Excerpts from a dataset
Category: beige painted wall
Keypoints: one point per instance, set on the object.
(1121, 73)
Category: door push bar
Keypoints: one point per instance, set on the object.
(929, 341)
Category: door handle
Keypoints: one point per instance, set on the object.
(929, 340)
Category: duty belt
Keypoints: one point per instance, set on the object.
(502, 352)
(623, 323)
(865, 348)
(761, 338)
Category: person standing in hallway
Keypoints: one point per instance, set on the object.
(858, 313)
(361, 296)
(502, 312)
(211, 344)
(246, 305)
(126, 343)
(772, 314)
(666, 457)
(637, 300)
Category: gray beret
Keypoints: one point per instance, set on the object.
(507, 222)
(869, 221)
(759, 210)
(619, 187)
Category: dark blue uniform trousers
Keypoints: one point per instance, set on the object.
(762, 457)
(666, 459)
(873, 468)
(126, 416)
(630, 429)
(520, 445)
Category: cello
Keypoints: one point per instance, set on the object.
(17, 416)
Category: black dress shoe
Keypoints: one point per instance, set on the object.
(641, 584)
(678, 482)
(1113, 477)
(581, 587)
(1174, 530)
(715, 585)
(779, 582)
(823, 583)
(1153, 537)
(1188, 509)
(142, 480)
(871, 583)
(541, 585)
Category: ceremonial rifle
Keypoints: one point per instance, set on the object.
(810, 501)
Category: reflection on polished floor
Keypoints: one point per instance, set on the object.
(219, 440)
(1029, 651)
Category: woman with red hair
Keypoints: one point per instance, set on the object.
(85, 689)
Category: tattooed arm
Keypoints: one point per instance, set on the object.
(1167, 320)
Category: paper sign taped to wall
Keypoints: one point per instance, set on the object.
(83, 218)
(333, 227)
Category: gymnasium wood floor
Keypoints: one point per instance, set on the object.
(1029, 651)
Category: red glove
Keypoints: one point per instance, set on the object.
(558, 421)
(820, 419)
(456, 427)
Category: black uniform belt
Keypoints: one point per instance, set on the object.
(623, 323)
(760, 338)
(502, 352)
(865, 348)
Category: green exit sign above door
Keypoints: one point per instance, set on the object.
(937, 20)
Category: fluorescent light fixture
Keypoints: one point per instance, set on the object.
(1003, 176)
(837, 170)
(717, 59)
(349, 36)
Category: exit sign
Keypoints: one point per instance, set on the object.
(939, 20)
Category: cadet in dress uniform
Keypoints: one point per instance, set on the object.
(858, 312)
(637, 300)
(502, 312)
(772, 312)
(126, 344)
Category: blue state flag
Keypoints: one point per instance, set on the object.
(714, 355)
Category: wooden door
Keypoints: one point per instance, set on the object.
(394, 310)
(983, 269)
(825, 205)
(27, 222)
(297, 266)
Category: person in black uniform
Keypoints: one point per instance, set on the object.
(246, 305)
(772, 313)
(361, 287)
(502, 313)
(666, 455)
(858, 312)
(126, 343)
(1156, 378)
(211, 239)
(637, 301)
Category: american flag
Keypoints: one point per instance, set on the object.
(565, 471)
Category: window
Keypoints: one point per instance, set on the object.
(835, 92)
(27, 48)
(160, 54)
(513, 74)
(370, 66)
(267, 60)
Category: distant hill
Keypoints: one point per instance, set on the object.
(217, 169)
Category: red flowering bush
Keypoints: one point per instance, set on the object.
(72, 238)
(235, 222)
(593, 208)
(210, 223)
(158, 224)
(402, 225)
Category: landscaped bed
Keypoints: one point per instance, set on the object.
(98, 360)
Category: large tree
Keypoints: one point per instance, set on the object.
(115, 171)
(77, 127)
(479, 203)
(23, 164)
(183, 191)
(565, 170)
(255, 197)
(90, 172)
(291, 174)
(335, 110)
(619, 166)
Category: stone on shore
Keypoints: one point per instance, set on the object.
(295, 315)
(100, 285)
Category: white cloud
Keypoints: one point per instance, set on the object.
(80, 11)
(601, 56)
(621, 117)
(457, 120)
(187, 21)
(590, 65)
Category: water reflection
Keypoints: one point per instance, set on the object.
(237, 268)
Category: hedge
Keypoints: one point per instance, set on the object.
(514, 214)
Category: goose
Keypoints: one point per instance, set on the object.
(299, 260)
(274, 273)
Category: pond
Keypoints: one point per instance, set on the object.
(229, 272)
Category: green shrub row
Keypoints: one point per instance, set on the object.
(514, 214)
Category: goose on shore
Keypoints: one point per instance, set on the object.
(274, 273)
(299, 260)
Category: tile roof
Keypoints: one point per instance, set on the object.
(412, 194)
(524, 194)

WORK TASK
Word for word, transcribe all of the records.

ANSWER AREA
Category: beige painted wall
Keypoints: one point per instance, set on the object.
(1121, 73)
Category: door push bar
Keypoints: one point per instance, set on the object.
(929, 341)
Category: door handle
Keypoints: one point per instance, set on the object.
(929, 340)
Category: duty belt
Keypoints: one point per instance, set on the object.
(502, 352)
(623, 323)
(865, 348)
(761, 338)
Category: person standing in hallway
Keypoints: one point per instance, set on the object.
(858, 313)
(361, 296)
(502, 312)
(211, 344)
(246, 305)
(126, 343)
(772, 314)
(666, 457)
(637, 300)
Category: gray beret
Keypoints: one point per instance, set on the object.
(507, 222)
(869, 221)
(759, 210)
(619, 187)
Category: dark blue uniform trousers
Keypoints: one point per instance, set on the object.
(762, 457)
(666, 459)
(873, 468)
(126, 416)
(630, 429)
(520, 445)
Category: cello
Keypoints: one point per instance, set on the object.
(17, 416)
Category: black dress shoe
Keypoints: one point per instance, set on the object.
(641, 584)
(678, 482)
(1113, 477)
(581, 587)
(1174, 530)
(715, 585)
(779, 582)
(823, 583)
(1153, 537)
(1188, 509)
(142, 480)
(871, 583)
(541, 585)
Category: ceremonial rifle
Keypoints: one point per instance, set on the object.
(810, 501)
Category: reflection on polished floor
Keypoints: one point per instance, set on the object.
(219, 440)
(1029, 651)
Category: woman with red hair
Keypoints: one point per instance, set on the object.
(85, 689)
Category: tattooed arm
Keypoints: one point per instance, set on the object.
(1167, 320)
Category: paper sign taped to wall
Keypoints: one point per instance, set on the object.
(83, 218)
(333, 227)
Category: gymnasium wood floor
Keypoints: one point per instance, set on the object.
(1029, 651)
Category: red glove
Keypoints: one point per instance, set on the object.
(558, 421)
(820, 419)
(456, 427)
Category: black uniform belt
Keypoints: one point per instance, set on the object.
(623, 323)
(760, 338)
(502, 352)
(865, 348)
Category: green exit sign above door
Keypoints: one point per instance, set on the object.
(937, 20)
Category: fluorescent light fixture
Keypoints: one point per instance, set on the object.
(1003, 176)
(837, 170)
(717, 59)
(349, 36)
Category: exit sign
Keypoints: one point per instance, set on the object.
(939, 20)
Category: cadet in dress uniform
Keypoints: one point per instance, set on the object.
(858, 312)
(637, 300)
(502, 312)
(772, 312)
(126, 344)
Category: blue state flag
Keypoints: one point per instance, set on the object.
(714, 355)
Category: wooden door
Keypoints: one point per instance, set on the object.
(394, 310)
(983, 269)
(825, 205)
(27, 222)
(297, 266)
Category: person in black uniform
Keypoints: one point per instance, set on the object.
(246, 305)
(772, 313)
(361, 287)
(502, 313)
(666, 455)
(858, 312)
(126, 343)
(1156, 378)
(211, 239)
(637, 301)
Category: american flag
Keypoints: one point per instance, set on the object.
(565, 471)
Category: window
Keypoints: one point per instance, set on the object.
(835, 92)
(27, 48)
(160, 54)
(513, 74)
(370, 66)
(267, 60)
Category: distant hill
Keypoints: one point per instance, set on the object.
(217, 169)
Category: red flowering bush
Keypoints: one point per instance, set on the object.
(72, 238)
(235, 222)
(593, 208)
(210, 223)
(158, 224)
(402, 225)
Category: landscaped bed
Keypoints: one point per instance, set on the object.
(98, 360)
Category: large tree
Keypoints: one point per instance, set on the object.
(115, 171)
(77, 127)
(479, 203)
(23, 164)
(183, 191)
(565, 170)
(255, 197)
(90, 172)
(291, 174)
(335, 110)
(619, 166)
Category: stone on shore
Keypoints: one point per instance, set on the object.
(295, 315)
(100, 285)
Category: white cloud
Keypoints: one point per instance, set on the object.
(80, 11)
(601, 56)
(621, 117)
(457, 120)
(187, 21)
(590, 65)
Category: water reflection
Keypoints: one point per instance, set on the object.
(237, 268)
Category: hedge
Keypoints: one point per instance, set on the object.
(514, 214)
Category: goose
Keypoints: one point per instance, set on the object.
(299, 260)
(274, 273)
Category: pond
Keypoints: one point per instance, set on the object.
(229, 272)
Category: green shrub row
Keypoints: one point per instance, set on the object.
(514, 214)
Category: goose on shore
Keypoints: one point per instance, set on the object.
(274, 273)
(299, 260)
Category: tile roof
Keypoints: one point per instance, set on the object.
(412, 194)
(524, 194)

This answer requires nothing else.